== What you have to do ==
Update the items from the line containing "the white square" down through the line containing "220,130 -> 271,162" by rewriting those lines with "supplied image" replaced by "provided image" and nothing else changed.

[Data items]
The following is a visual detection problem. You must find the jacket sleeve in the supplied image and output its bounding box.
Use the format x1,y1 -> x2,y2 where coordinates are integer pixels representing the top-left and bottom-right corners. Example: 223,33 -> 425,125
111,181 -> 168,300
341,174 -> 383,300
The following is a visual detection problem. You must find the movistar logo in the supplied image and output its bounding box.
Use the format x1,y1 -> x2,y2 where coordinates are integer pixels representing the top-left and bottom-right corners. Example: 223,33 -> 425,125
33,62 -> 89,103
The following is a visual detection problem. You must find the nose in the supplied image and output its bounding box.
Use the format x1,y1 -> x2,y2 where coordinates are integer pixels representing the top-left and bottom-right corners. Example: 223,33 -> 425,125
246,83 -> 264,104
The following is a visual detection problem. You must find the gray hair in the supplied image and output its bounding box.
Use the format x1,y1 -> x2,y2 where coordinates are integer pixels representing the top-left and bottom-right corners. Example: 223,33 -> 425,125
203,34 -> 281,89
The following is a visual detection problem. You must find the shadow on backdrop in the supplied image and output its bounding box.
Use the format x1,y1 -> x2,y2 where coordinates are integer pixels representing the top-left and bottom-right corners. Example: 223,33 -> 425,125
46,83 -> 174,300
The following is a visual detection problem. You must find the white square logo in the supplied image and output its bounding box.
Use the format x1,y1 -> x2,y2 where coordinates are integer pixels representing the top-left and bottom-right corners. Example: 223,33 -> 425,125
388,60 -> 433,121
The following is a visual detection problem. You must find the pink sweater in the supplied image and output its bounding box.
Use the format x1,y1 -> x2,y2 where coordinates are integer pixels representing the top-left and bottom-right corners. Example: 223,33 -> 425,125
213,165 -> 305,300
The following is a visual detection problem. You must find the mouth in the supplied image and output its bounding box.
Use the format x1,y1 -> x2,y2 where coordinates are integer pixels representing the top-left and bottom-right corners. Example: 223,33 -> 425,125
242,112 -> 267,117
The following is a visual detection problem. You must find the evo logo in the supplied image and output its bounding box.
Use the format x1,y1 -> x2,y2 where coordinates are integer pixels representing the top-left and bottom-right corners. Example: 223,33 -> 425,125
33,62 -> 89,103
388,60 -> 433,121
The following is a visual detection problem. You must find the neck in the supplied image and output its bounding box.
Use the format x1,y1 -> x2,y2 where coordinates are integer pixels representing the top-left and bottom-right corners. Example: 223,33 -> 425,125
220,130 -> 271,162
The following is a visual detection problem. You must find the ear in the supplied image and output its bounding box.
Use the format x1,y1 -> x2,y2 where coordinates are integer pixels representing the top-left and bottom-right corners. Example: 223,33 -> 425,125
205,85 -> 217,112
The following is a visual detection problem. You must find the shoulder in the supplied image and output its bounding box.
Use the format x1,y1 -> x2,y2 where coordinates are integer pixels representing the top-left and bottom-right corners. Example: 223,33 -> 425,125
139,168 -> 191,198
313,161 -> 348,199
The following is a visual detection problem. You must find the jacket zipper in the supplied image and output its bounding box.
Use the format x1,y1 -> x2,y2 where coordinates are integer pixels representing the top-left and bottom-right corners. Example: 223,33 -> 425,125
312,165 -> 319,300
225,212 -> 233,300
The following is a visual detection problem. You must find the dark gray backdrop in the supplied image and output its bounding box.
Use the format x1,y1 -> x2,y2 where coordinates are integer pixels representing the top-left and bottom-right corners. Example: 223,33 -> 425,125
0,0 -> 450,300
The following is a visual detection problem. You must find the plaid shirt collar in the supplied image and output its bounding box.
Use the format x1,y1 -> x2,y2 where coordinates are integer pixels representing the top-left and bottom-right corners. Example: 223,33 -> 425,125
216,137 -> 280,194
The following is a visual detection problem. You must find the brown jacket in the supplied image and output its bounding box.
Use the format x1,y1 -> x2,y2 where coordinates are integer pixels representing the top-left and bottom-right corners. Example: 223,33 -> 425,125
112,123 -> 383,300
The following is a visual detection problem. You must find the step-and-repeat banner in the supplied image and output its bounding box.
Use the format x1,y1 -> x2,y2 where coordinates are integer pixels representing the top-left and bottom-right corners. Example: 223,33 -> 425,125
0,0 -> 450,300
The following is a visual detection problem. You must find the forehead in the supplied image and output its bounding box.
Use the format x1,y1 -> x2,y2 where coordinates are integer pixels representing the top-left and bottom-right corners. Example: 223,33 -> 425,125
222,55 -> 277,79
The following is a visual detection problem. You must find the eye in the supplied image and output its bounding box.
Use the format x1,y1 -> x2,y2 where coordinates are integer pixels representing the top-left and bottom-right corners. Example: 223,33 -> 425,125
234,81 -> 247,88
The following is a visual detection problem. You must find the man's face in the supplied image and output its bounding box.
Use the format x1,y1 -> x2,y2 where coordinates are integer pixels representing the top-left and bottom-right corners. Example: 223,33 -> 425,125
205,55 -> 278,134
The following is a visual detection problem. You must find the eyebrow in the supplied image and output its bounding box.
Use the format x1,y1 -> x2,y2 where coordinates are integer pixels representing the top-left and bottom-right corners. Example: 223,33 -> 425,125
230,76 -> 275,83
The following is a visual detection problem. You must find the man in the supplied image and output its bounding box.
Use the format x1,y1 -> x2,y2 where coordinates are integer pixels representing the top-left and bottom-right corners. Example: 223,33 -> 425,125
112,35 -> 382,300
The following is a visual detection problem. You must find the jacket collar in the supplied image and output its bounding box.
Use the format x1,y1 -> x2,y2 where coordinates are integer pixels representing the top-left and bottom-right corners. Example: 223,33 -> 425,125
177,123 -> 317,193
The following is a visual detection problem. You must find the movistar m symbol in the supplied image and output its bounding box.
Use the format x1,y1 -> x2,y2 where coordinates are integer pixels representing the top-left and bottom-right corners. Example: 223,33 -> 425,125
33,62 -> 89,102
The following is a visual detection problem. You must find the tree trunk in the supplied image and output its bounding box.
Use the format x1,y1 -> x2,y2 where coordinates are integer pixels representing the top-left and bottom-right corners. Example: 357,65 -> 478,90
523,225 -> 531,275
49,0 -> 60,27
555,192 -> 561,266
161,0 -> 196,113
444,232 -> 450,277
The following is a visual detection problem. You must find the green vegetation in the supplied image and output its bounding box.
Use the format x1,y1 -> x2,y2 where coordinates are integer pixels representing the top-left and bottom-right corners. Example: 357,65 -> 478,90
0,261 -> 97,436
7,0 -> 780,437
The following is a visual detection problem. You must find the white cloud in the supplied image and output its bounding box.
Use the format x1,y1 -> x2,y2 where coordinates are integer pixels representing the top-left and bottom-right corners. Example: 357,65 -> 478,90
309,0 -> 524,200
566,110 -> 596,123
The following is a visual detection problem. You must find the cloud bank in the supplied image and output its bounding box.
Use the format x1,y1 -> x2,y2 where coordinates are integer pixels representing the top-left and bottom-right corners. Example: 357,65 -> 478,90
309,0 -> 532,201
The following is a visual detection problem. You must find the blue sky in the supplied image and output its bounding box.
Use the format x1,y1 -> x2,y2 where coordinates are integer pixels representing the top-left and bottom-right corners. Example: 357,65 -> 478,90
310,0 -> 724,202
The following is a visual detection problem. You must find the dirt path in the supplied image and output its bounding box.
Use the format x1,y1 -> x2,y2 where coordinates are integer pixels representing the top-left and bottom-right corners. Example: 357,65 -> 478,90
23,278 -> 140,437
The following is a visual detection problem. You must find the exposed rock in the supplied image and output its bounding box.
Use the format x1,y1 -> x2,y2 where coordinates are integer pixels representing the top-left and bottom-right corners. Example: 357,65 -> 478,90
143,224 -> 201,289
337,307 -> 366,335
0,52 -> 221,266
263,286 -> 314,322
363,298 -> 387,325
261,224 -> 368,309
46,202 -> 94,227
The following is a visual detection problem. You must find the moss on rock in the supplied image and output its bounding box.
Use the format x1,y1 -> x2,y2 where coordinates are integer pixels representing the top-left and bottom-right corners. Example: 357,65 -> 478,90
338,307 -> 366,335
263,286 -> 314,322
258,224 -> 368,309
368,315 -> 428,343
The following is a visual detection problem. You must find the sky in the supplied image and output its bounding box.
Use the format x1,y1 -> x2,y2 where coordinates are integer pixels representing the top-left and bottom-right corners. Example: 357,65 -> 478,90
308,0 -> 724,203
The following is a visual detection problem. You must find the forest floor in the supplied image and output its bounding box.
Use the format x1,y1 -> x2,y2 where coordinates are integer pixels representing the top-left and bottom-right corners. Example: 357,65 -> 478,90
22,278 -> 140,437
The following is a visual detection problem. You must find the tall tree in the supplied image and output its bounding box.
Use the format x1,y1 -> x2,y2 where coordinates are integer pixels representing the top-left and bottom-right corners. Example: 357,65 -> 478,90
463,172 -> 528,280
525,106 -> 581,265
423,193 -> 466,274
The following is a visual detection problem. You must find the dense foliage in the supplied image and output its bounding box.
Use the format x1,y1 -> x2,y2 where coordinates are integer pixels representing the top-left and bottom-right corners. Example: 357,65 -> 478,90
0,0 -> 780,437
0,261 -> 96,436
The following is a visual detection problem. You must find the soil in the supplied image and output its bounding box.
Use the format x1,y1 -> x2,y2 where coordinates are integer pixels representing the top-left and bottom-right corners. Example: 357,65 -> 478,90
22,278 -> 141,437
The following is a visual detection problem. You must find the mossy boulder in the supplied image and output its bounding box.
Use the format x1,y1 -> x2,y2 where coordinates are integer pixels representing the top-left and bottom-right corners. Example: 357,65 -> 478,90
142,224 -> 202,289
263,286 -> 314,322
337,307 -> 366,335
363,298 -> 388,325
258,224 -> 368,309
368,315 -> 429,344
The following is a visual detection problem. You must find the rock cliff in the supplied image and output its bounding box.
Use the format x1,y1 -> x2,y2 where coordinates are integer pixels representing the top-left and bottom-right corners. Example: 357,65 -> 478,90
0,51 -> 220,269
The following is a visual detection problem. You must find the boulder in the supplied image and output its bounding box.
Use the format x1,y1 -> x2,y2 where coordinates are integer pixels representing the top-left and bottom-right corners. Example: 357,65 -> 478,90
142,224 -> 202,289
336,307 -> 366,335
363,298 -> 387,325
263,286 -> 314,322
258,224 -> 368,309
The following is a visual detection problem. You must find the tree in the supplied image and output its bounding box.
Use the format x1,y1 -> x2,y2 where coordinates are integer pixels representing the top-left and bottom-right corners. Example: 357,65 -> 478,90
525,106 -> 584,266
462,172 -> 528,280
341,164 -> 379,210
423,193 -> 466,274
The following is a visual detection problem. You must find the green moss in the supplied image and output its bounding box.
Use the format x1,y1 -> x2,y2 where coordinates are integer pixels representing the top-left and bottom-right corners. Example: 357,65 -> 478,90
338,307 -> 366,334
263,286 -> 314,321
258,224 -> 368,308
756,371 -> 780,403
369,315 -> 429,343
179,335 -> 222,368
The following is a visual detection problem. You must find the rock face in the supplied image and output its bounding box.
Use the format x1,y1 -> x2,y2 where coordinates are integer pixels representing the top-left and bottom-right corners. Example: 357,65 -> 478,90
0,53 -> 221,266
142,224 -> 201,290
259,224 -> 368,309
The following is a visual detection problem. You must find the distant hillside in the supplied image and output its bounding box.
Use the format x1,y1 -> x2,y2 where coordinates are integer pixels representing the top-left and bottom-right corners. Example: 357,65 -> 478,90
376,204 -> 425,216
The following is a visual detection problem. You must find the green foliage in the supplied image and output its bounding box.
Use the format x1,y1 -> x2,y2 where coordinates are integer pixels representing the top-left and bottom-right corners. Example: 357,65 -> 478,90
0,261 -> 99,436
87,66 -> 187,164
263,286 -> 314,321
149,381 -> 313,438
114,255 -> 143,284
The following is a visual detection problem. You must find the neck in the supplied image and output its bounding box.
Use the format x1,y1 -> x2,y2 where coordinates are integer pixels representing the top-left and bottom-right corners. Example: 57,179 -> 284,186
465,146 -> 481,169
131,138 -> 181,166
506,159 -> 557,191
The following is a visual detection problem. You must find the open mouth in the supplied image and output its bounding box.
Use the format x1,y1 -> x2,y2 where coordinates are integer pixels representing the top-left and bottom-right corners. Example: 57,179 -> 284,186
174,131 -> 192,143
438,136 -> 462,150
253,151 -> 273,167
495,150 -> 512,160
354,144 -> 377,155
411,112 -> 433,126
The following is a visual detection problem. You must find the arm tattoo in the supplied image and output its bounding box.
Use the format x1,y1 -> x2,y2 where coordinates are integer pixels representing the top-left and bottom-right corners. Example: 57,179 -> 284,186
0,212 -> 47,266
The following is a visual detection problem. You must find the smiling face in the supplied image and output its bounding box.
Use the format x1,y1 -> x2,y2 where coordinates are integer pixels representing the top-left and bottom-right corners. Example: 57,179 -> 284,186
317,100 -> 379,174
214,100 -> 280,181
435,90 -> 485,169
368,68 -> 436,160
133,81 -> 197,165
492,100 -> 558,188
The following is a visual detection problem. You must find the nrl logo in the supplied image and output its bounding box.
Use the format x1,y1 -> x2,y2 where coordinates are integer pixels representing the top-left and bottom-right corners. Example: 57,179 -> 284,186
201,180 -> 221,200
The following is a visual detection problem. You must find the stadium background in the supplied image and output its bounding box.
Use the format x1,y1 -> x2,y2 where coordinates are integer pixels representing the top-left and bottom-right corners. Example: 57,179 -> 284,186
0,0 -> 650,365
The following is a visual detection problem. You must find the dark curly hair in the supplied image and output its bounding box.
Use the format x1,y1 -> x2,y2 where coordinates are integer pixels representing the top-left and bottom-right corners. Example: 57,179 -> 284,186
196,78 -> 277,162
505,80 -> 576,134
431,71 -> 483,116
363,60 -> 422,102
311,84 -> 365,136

== Solution ==
The following is a visual detection problem. You must find the white square logo in the provided image and output its bounding box.
Use the format x1,y1 -> x2,y2 where coordinates are integer pixels representing the top-left and bottom-right corners. Example: 223,33 -> 425,125
388,60 -> 433,121
The following is a visual detection problem. You must find the pink sweater in the provided image and output its bounding box.
Use the format x1,y1 -> x2,y2 where coordinates are integer pixels representing the top-left and bottom-right corners. Example: 223,33 -> 425,125
213,165 -> 305,300
The following is a visual detection problem. You must find the mouth in the provided image and output its bounding box.
Use the format x1,y1 -> x2,y2 where coordinates are integer pixels representing the top-left and bottom-right corners. Example: 223,33 -> 425,125
242,112 -> 267,117
The following is a visual detection problem. You must find the evo logo in the provided image and output its bounding box.
Use the format x1,y1 -> x2,y2 where coordinates are integer pixels representing the top-left and bottom-right corners. Example: 223,33 -> 425,125
33,62 -> 89,103
388,60 -> 433,121
The following is a visual detection problem. You must find the neck in the provided image and output its bounding box.
Use the format x1,y1 -> x2,y2 where coordinates are integer pixels representing the top-left and bottom-right corners. Example: 223,33 -> 425,125
220,130 -> 271,162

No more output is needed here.